Tuesday, November 17, 2020

Jews That Came to Oregon

 Nadene Goldfoot

We have 3 types of Jews;  the Mizrachim, Sephardim and Ashkenazim.  The Mizrachim found new shelter in and around Israel at the fall of the 2nd Temple in 70 CE in Jerusalem, and the Sephardim are Jews that made their way to Spain, and after 1492 to Portugal, and the Ashkenazim were taken from Rome  to Germany.  A few made their way to Oregon in the 1800s.  

 
 This is Beth Elohim Synagogue built by the Sephardic Jews in Charleston, South Carolina, dedicated in 1794.  This year marked that more Jews lived here than any other city in the country.  This drawing was by Solomon Carvalho, Courtesy from AJHS. It is built in the Sephardic style.  

After America was discovered, the Sephardim started immigrating there  after the Mayflower had sailed in 1620.  These Jews came from 1654 to 1820.  They had a Spanish-Portuguese background and settled in 6 cities along the Eastern seaboard:  New York, Newport, Philadelphia, Richmond, Charleston and Savannah.

The Sephardim"were proud and aristocratic people, carrying the memory of the Golden Age in Iberia (Spain) to the more primitive American colonies.  Their occupations had been merchants, shippers, purveyors, and artisans.  The American Revolution of 1776 had about 2,500 Jews living in America.  By 1820 there were 5,000.  In 1720 more Ashkenazim from Central and Eastern European areas were living in America than the Sephardim.  The Sephardim were the dominate culture which lasted into the next century.  Jews supported the Revolution.  In fact, the Jews of New York and Newport resettled their families into Connecticut and Philadelphia because they were not willing to live under British rule.  George Washington had made it clear that all men were equal before the law.  This was a first in Western history that the age-old religious barriers had been so fully renounced. 

                                            

Latecomers of Sephardim came to Portland from Turkey and established the Ahavath Achim Synagogue.  They came from the Island of Rhodes and Mainland Turkey in the early 1900s.  They welcome Jews of all background.  My Ashkenazi cousin married a Sephardi-Turkish person and attend here.  It's happening in Israel, too, that Jews intermarry other Jews.  Here, they still maintain Ladino-Sephardic customs of the Ottoman Empire days.  

                                                                            

 The peddler at a farm in about 1850.  German Jewish immigrants began life in America as peddlers, which my grandfather did when he came to Portland in about 1905 and lived in South Portland, the Jewish area near the synagogues.  He died in 1912, father of 3 with one still on the way in his horse and wagon accident.  He had no I.D. on him or his wagon.  Unconscious, he was taken to St. Vincent's Hospital, in a different location than today.  He died, having never woken up.

☆ ☆ ☆ ☆

## [Problem set]
- a) In the post about Jews who came to Oregon, where did the latecomer Sephardim who founded Portland's Ahavath Achim Synagogue come from?
- b) Pick up the post about Jews who came to Oregon after its final sentence and keep writing it.

## [Data]
☆ ☆ ☆ ☆

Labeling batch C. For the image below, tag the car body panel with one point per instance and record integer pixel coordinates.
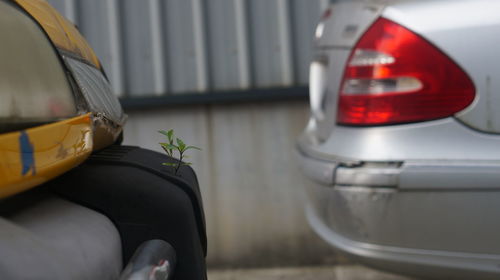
(459, 28)
(417, 198)
(34, 156)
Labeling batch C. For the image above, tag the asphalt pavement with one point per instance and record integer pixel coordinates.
(338, 272)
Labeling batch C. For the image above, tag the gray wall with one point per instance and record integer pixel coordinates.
(158, 47)
(252, 190)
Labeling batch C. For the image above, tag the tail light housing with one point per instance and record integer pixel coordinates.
(395, 76)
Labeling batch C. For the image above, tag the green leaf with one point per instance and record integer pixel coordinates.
(168, 146)
(181, 145)
(163, 132)
(170, 135)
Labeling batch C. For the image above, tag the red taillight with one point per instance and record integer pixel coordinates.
(395, 76)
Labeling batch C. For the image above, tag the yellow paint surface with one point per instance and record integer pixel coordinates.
(61, 31)
(57, 148)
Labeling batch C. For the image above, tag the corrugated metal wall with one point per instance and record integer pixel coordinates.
(158, 47)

☆ ☆ ☆ ☆

## [Per-task answers]
- a) They came from the Island of Rhodes and mainland Turkey.

- b)
The German Period came along  from 1820 to about 1880.  The Jewish population increased sharply from about 5,000 in 1820 to more than a quarter of a million by 1880, a result of Jewish immigration from Central Europe with many from the Pale of Settlement, land held by Catherine II of Russia. The pecking order was the established Sephardim looking down on the poor German peddlers.    

Jews replaced the "Yankee" peddlers who found work in New England.  A Jewish organization got my grandfather's horse and wagon for him.  He could have dreamed of having a store of his own, for in Lithuania it was impossible for Jews to ge a license to open a sedentary business.  

Herman Ehrenberg may have been the first Jew to enter Oregon.  He had been in Texas fighting for independence and arrived in Astoria in 1844.  

The earliest known for sure was Jacob Goldsmith and Lewis May who came to Portland in 1849 and had a general merchandise store on Front Avenue.  May was born in Worms, Germany, a very famous Jewish center, and emigrated to America in 1840.  First he settled in Shreveport, Louisiana.  Most German Jews had come from Bavaria.

Goldsmith came from Bavaria, Germany, and came to Portland from San Francisco.  They helped form the city's 1st Masonic Lodge in 1850, and remained for 2 years.  Goldsmith returned to San Francisco and May to New York where he was interested in railroads and banking.                                    

Temple Beth Israel, Portland, Oregon -- a grand example of Byzantine architecture. This beautiful synagogue is home to a Reform Jewish congregation.

In 1851, Simon and Jacob Blumauer arrived in Portland from Bavaria. They had a retail store on Front Avenue, and Simon became a prominent figure where he was president of Temple Beth Israel for 26 years.  

In 1852, 5  members of the Haas family arrived from Germany, brothers Samuel, Kalman and Charles and their cousins Abe and Jacob, began a grocery store in Portland.  

In 1853 came the 1st Jewish woman, Mrs. Weinshank, who opened a boarding house for Jewish bachelors.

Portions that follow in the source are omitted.